§ Tujuan Tugas 1
Ketik ulang bagian teks yang diberikan, dari "Akhirnya, setelah warga" sampai "tidak masuk akal.", termasuk kedua bagian tersebut.
§ Tujuan Tugas 2
Menurut teks yang diberikan, berapa harga yang ditawarkan untuk rumah tipe standar seluas 73 meter persegi?
§ Tujuan Tugas 3
Sebutkan semua nilai uang dalam rupiah yang tercantum dalam teks yang diberikan.

§ Teks yang Diberikan
===
Akhirnya, setelah warga mengirim surat resmi kepada KCIC melalui WIKA, barulah ada respons. Namun, pada pertemuan berikutnya, orang dari PT KCIC mengajukan tawaran harga tanah yang tidak masuk akal.

“Mereka menawarkan Rp380 juta untuk tipe rumah standar dengan luas 73 meter persegi. Padahal, harga pasaran rumah standar di sini sudah Rp400 juta,” ujar Yulianto, sembari membandingkan bahkan harga rumah di kawasan terdekat sudah mencapai Rp600 juta untuk rumah standar.

“Jadi harga yang ditawarkan mereka tidak pantas lagi,” tambahnya.

Yulianto makin kecewa lagi, saat ada beberapa orang yang datang ke rumahnya mengaku sebagai perwakilan KCIC tapi tanpa kejelasan indentitas. Di sisi lain, orang-orang itu ingin mengorek informasi harga tanah yang diinginkan warga, sehingga memunculkan kecurigaannya.
===
Baris dari sebuah dataset
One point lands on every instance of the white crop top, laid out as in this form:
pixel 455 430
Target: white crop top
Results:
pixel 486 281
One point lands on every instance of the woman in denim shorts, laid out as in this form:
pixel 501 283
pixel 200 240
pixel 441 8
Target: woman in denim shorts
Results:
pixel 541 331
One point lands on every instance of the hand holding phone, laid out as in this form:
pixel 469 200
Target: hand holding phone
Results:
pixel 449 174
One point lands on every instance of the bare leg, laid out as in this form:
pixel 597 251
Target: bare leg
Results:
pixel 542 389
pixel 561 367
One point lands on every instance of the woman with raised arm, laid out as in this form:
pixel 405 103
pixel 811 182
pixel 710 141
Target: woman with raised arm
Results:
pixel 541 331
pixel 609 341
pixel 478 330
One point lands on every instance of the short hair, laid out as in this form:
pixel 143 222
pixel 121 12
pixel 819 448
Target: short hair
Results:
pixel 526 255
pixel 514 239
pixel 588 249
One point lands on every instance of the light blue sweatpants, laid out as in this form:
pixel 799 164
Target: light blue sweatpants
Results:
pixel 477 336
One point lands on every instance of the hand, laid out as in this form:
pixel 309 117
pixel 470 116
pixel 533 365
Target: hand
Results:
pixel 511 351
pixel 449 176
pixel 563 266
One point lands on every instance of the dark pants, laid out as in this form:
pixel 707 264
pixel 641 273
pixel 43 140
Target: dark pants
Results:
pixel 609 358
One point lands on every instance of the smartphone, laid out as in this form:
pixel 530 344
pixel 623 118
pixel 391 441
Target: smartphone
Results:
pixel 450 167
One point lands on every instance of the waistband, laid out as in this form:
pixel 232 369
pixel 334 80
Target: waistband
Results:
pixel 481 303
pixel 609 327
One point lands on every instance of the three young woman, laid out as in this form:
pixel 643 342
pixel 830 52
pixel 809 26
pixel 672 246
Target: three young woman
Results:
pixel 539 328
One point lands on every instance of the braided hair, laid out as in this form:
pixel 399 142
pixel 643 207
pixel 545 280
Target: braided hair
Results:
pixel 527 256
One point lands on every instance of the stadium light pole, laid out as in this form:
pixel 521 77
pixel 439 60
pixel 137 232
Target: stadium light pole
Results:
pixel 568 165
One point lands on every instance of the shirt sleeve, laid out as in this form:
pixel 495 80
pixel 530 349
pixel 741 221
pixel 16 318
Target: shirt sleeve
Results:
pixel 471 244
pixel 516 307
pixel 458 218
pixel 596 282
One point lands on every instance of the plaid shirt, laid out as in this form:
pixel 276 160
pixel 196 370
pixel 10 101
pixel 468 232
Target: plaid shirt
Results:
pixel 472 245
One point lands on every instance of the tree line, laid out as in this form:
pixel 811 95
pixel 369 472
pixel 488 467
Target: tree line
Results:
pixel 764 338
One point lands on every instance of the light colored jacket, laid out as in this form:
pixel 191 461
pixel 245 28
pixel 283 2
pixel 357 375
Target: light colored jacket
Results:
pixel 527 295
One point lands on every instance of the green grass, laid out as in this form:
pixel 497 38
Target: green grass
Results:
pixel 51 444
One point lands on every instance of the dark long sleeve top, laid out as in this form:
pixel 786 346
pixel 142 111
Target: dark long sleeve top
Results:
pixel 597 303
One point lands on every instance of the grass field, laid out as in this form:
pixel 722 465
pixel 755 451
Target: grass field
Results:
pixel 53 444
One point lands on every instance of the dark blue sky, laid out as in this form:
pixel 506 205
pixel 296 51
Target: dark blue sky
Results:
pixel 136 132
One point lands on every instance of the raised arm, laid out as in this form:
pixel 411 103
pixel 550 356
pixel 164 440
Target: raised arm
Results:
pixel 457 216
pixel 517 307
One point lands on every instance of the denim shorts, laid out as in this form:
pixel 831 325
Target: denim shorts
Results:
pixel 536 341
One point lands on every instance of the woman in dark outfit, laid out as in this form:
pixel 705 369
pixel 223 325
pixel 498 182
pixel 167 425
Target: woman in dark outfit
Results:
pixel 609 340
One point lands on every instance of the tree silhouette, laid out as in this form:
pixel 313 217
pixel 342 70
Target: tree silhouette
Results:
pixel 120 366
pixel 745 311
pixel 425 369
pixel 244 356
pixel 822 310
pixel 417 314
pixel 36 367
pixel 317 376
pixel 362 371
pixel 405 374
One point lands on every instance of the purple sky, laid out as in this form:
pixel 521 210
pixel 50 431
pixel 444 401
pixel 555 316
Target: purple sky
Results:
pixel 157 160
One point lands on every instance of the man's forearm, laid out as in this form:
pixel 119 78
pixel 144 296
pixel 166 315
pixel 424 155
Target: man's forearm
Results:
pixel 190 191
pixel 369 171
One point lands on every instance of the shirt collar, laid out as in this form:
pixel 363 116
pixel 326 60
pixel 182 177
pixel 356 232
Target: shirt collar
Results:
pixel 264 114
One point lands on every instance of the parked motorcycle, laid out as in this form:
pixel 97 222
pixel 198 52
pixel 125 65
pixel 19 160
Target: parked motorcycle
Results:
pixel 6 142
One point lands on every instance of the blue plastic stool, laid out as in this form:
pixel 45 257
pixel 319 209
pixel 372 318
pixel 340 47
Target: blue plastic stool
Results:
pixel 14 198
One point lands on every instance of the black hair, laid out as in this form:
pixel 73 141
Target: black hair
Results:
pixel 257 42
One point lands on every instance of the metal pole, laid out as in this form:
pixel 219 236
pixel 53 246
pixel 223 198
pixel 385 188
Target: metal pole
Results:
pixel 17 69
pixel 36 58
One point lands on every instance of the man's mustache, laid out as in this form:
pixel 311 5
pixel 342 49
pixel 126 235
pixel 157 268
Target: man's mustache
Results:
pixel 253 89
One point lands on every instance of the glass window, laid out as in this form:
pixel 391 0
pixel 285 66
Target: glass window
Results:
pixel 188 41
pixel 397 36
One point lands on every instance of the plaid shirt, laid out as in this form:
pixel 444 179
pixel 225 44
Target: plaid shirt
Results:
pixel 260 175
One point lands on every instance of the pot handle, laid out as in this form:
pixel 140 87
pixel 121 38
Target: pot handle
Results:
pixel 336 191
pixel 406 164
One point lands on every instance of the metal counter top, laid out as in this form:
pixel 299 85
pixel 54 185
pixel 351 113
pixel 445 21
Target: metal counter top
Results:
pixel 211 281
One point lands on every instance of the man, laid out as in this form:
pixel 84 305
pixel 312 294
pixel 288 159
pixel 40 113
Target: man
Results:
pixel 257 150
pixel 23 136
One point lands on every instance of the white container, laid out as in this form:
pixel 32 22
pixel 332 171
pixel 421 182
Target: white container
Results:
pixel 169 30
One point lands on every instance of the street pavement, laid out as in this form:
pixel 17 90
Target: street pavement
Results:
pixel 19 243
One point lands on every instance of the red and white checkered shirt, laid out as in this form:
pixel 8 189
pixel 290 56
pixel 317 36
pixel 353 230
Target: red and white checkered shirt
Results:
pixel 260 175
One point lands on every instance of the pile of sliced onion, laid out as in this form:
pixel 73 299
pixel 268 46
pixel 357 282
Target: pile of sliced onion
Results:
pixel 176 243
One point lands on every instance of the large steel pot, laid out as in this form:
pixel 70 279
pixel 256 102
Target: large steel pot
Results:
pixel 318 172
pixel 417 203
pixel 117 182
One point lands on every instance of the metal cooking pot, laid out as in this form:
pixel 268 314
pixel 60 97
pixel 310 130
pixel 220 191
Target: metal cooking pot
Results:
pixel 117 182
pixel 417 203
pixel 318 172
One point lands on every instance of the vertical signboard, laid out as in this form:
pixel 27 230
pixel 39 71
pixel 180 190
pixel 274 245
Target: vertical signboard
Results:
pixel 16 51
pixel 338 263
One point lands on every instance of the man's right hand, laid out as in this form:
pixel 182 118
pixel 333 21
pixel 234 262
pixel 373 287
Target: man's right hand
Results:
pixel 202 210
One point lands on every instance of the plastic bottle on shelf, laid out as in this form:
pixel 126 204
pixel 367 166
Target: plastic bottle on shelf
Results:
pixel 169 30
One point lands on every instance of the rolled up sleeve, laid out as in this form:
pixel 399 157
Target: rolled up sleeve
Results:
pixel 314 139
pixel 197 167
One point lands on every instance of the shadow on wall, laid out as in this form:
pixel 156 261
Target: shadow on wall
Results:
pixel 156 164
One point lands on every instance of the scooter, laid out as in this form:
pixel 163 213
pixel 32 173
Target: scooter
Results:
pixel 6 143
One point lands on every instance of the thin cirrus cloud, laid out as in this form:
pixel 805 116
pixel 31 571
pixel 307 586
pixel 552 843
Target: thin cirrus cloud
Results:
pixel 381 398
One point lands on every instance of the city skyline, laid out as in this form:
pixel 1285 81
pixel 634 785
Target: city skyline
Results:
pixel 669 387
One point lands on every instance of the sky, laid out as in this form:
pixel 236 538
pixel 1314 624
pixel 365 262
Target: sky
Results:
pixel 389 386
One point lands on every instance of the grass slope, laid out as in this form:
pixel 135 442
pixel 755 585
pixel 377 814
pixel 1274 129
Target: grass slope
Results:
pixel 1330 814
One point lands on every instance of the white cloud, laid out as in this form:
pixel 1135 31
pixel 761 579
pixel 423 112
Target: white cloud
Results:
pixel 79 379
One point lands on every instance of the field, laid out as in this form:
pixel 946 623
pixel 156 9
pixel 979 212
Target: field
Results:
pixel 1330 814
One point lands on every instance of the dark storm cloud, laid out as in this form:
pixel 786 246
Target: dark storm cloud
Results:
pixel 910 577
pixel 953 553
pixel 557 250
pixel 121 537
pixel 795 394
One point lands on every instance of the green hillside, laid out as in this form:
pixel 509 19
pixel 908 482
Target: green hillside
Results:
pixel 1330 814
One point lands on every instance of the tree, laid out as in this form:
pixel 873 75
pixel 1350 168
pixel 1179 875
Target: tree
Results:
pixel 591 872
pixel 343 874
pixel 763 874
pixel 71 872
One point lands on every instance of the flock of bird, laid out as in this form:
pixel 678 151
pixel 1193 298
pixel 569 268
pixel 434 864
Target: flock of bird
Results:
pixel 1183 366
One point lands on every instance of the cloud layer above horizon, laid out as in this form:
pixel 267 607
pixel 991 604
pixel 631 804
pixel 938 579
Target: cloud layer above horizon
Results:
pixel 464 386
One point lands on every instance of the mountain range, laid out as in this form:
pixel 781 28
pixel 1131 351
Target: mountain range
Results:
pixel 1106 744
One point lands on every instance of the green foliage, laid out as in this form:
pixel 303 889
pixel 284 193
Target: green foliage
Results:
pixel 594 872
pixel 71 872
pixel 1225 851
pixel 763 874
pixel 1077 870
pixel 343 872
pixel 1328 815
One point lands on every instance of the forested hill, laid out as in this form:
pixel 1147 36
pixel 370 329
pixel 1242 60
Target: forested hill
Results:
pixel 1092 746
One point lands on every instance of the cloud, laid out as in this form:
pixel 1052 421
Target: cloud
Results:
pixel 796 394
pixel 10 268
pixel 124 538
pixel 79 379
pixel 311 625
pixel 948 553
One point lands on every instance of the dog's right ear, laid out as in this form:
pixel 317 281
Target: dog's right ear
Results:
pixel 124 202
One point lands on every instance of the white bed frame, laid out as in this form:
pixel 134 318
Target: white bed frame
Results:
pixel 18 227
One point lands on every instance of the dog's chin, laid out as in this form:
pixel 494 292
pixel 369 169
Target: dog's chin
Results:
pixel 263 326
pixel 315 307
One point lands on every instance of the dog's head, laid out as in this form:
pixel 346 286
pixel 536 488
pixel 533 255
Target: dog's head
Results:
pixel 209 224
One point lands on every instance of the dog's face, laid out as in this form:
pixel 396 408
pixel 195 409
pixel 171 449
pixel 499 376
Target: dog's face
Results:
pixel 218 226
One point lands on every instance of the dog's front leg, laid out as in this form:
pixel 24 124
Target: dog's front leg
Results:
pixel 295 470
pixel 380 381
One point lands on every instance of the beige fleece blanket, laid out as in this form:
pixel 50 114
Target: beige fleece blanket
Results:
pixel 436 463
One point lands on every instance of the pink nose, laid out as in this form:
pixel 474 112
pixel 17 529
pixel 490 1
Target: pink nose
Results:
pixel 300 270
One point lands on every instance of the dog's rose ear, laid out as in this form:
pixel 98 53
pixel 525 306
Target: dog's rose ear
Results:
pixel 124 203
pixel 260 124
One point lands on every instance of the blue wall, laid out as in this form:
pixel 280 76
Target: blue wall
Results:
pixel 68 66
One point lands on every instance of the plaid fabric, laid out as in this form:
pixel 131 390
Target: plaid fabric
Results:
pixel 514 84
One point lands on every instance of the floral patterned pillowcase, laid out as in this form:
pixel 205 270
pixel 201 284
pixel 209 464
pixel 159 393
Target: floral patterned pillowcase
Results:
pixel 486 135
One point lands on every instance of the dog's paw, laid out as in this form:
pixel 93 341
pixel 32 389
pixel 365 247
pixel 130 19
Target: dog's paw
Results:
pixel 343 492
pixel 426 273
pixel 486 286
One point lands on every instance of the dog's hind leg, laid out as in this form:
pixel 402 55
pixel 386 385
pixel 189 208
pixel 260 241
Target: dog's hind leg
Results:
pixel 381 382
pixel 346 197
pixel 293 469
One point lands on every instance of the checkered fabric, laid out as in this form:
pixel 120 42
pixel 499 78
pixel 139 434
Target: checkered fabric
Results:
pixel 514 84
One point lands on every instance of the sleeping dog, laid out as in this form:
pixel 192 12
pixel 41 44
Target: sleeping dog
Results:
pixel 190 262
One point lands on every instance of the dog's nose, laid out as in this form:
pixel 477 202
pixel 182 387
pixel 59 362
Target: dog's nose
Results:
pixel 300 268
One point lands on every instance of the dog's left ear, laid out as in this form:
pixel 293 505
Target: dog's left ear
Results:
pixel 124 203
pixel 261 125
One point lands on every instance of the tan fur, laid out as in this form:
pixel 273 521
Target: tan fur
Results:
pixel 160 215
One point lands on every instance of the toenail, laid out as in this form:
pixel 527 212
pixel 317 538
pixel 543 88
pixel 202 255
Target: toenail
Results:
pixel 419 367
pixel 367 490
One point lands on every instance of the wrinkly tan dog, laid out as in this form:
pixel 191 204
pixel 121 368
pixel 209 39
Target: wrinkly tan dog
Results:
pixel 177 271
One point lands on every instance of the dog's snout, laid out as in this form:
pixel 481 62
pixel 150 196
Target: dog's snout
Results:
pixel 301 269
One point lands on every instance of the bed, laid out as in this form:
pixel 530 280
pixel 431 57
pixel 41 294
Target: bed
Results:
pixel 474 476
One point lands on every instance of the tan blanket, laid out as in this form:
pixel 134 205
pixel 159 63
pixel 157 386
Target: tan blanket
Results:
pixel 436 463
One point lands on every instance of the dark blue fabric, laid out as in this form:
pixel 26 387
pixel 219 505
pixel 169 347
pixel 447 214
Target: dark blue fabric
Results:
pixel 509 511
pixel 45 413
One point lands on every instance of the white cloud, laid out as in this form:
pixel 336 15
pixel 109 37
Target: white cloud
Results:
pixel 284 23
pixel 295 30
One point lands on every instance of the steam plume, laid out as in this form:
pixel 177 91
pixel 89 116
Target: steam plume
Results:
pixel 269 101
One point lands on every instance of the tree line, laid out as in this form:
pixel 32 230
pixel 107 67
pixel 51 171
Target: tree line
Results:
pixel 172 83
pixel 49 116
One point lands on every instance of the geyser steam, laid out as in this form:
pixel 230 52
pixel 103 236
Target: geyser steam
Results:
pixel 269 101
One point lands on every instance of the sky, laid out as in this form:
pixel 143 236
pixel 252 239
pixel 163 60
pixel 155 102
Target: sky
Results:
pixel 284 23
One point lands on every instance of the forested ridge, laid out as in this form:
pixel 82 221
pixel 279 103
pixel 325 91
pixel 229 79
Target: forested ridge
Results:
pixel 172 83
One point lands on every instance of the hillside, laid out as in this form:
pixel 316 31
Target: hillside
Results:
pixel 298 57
===
§ Keluaran yang Diharapkan 1
Akhirnya, setelah warga mengirim surat resmi kepada KCIC melalui WIKA, barulah ada respons. Namun, pada pertemuan berikutnya, orang dari PT KCIC mengajukan tawaran harga tanah yang tidak masuk akal.

§ Keluaran yang Diharapkan 2
Rp380 juta.

§ Keluaran yang Diharapkan 3
Rp380 juta, Rp400 juta, Rp600 juta